_Requirements_
Reproduce the items from the beginning through the line containing "M 115 130 L", keeping the requests as they are but increasing every coordinate in the answer outlines by 79. Omit the pictures.

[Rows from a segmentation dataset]
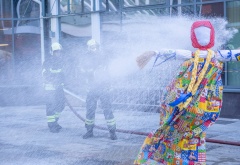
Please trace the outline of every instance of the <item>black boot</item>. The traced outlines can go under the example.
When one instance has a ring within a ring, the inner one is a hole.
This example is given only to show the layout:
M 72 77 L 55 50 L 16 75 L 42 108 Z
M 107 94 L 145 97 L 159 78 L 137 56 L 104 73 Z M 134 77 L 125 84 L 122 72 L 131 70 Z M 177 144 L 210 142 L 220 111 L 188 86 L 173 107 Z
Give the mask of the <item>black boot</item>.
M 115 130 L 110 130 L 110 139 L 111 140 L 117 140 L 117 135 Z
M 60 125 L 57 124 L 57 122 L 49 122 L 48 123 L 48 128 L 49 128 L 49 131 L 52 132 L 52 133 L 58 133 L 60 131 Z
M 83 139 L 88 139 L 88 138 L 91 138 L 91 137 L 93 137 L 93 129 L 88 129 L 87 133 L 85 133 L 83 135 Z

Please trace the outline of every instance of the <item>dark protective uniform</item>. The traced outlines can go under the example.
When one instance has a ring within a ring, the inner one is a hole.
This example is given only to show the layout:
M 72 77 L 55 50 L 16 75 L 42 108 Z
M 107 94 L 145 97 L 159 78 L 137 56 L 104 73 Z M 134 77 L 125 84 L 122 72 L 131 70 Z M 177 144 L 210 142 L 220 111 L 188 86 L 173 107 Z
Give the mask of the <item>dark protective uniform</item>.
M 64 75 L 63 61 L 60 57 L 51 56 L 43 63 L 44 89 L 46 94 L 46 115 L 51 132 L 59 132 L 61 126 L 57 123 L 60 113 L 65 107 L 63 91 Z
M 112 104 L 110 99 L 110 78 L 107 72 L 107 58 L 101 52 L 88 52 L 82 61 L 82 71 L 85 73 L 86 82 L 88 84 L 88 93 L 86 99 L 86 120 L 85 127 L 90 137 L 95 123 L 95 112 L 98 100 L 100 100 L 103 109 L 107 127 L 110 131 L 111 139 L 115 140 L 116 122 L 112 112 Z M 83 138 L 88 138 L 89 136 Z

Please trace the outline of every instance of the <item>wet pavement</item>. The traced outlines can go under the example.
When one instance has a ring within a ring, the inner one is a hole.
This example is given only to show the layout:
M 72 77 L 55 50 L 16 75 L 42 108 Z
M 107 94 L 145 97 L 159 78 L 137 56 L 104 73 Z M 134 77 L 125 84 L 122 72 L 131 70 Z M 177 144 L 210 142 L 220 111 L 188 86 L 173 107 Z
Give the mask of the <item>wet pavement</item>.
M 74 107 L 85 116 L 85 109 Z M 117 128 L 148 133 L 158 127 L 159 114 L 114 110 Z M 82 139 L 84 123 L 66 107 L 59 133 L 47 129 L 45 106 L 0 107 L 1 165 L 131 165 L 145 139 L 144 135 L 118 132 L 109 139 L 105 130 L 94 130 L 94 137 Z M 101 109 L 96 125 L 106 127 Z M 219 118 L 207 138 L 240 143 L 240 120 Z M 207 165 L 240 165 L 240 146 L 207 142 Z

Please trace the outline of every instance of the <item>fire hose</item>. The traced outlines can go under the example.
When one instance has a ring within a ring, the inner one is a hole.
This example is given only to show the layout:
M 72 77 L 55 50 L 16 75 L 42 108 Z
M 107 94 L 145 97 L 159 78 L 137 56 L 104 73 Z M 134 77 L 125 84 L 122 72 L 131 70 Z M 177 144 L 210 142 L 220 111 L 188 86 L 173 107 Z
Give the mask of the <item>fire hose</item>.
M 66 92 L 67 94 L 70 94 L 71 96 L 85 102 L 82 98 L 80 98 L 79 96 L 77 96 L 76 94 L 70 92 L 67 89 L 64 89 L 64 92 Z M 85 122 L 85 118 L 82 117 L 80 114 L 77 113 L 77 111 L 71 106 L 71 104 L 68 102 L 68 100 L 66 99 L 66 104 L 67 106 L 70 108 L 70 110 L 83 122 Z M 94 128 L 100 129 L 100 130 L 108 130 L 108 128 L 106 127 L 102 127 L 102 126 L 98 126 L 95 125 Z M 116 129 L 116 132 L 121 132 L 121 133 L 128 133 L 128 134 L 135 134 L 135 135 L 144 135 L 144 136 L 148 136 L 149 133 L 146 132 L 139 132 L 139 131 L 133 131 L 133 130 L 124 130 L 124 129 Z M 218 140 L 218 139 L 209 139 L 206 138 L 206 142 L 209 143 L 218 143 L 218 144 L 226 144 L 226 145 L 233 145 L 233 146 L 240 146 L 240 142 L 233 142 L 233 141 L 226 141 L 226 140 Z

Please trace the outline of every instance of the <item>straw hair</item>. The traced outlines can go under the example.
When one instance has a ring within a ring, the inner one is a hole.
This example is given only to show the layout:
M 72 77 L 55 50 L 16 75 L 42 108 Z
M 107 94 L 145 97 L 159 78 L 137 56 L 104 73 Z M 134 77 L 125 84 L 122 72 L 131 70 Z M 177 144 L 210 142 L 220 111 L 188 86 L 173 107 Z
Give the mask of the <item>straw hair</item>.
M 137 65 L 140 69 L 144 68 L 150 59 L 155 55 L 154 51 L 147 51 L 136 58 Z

_Final result_
Please trace the outline of every instance of the <item>black boot</item>. The traced outlines can go under the example.
When one instance has a ring within a ring, the inner one is a hole.
This example is given only to show the layout:
M 72 77 L 55 50 L 16 75 L 42 108 Z
M 107 94 L 145 97 L 159 78 L 137 56 L 104 73 Z M 134 77 L 125 84 L 122 72 L 131 70 Z M 177 144 L 210 142 L 220 111 L 188 86 L 173 107 Z
Give the mask of the <item>black boot</item>.
M 194 209 L 189 209 L 189 218 L 190 219 L 196 219 L 196 214 Z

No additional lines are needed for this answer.